- _Texto do documento_
-----

Notificados, os requeridos deduziram oposição, invocando excepções e impugnando factos e pedindo, para o caso de não serem acolhidas as excepções dilatórias deduzidas, com a sua absolvição da instância, a sua absolvição do pedido quanto ao preço de quatro dos animais.
Realizado o julgamento, foi proferida sentença que julgou não verificadas as excepções dilatórias de ineptidão do requerimento de injunção e de ilegitimidade da autora e a acção procedente, condenando os réus no pedido.
Estes apelaram, tendo apresentado alegações onde pedem a revogação da sentença e a sua substituição por acórdão que os absolva do pedido quanto ao pagamento do preço dos animais que morreram, para tanto formulando as conclusões que passamos a transcrever:
1.ª O art.º 49º do Decreto de 16.12.1886 enumera taxativamente as doenças de animais domésticos no que toca à qualificação de vícios redibitórios.
2.ª Não foi possível determinar a ou as doenças que levaram os animais bovinos comprados pelos Apelantes a morrer.
3.ª Não é possível enquadrar a situação dos animais comprados pelos Apelantes no Decreto de 16.12.1886.
4.ª Os animais mortos tinham valor económico e constituem mercadoria defeituosa, geradora de responsabilidade do vendedor por ter sido transmitida sem aptidão para realizar a função para a qual foi comprada.
5.ª A decisão recorrida deveria ter-se socorrido da aplicação ao caso concreto do disposto nos artigos 913º e sgs., do Código Civil.

-----

- _Dados fornecidos_
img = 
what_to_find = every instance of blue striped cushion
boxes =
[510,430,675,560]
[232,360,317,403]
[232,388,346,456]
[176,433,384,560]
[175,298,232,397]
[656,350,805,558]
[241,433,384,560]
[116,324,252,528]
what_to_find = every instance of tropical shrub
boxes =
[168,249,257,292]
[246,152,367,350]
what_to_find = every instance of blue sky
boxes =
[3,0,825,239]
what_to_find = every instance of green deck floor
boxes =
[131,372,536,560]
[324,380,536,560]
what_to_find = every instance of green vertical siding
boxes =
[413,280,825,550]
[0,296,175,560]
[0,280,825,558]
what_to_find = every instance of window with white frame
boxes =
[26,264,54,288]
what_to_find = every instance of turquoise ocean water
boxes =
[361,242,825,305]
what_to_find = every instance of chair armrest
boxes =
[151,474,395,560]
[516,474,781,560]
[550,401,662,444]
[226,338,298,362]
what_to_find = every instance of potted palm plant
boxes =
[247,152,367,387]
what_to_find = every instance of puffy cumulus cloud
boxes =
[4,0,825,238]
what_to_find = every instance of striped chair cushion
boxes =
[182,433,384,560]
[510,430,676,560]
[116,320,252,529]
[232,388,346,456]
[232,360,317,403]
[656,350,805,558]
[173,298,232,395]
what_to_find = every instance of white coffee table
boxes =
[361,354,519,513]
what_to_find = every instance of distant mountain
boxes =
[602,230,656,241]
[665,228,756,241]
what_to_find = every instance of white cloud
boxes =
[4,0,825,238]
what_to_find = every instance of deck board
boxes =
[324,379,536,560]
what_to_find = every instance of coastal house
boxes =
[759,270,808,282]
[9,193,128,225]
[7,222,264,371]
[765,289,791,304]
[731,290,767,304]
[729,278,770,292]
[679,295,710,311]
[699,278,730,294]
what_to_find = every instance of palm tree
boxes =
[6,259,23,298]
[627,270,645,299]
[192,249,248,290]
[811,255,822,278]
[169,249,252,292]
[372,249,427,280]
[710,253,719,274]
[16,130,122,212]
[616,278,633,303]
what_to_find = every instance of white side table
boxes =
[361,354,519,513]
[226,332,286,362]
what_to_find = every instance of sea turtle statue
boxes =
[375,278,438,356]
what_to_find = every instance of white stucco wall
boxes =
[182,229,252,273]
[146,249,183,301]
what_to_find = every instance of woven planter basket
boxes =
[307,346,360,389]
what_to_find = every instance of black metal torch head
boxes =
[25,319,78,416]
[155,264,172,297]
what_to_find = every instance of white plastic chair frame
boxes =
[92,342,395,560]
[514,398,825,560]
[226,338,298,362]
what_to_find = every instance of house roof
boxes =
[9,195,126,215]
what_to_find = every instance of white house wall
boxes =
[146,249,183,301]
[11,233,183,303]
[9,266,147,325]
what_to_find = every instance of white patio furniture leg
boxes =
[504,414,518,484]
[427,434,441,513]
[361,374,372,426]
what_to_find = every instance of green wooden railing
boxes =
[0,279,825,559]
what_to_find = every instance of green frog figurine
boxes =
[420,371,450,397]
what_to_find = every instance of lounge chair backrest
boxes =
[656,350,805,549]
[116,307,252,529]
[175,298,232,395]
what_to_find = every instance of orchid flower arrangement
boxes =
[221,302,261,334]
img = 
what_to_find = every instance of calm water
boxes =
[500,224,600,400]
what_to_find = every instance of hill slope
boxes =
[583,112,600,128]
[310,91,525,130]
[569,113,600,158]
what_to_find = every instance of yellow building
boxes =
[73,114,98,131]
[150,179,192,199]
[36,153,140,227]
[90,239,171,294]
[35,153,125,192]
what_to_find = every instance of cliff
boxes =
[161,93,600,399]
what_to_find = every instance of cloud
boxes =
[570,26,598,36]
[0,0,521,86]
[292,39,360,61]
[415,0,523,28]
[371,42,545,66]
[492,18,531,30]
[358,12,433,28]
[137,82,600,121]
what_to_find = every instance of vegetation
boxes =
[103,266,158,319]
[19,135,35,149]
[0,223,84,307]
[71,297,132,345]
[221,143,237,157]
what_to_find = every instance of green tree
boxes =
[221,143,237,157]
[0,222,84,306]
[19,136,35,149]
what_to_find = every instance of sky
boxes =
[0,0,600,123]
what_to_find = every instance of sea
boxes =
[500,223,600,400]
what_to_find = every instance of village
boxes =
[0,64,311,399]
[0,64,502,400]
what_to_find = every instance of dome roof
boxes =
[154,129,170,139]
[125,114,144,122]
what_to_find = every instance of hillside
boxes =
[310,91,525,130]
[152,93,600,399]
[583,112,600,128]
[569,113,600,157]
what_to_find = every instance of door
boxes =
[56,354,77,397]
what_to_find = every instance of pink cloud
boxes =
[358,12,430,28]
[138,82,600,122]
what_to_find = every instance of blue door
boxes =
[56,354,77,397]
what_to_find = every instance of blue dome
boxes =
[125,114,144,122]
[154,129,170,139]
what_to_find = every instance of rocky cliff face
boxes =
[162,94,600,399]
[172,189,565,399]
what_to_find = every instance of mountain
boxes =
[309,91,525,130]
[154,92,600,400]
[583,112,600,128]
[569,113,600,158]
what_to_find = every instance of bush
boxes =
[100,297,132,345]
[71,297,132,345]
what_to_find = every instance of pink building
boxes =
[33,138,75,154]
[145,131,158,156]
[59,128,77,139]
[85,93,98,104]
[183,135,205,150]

-----

- _Exercícios a fazer_
1) Liste todas as conclusões numeradas que os apelantes formulam no texto do documento, com o número e o conteúdo de cada uma.
2) Transcreva sem alterações o trecho do texto do documento que vai desde "Estes apelaram, tendo" até "Decreto de 16.12.1886.".

- _Respostas_
1)
- 1.ª O art.º 49º do Decreto de 16.12.1886 enumera taxativamente as doenças de animais domésticos no que toca à qualificação de vícios redibitórios.
- 2.ª Não foi possível determinar a ou as doenças que levaram os animais bovinos comprados pelos Apelantes a morrer.
- 3.ª Não é possível enquadrar a situação dos animais comprados pelos Apelantes no Decreto de 16.12.1886.
- 4.ª Os animais mortos tinham valor económico e constituem mercadoria defeituosa, geradora de responsabilidade do vendedor por ter sido transmitida sem aptidão para realizar a função para a qual foi comprada.
- 5.ª A decisão recorrida deveria ter-se socorrido da aplicação ao caso concreto do disposto nos artigos 913º e sgs., do Código Civil.

2)
Estes apelaram, tendo apresentado alegações onde pedem a revogação da sentença e a sua substituição por acórdão que os absolva do pedido quanto ao pagamento do preço dos animais que morreram, para tanto formulando as conclusões que passamos a transcrever:
1.ª O art.º 49º do Decreto de 16.12.1886 enumera taxativamente as doenças de animais domésticos no que toca à qualificação de vícios redibitórios.
2.ª Não foi possível determinar a ou as doenças que levaram os animais bovinos comprados pelos Apelantes a morrer.
3.ª Não é possível enquadrar a situação dos animais comprados pelos Apelantes no Decreto de 16.12.1886.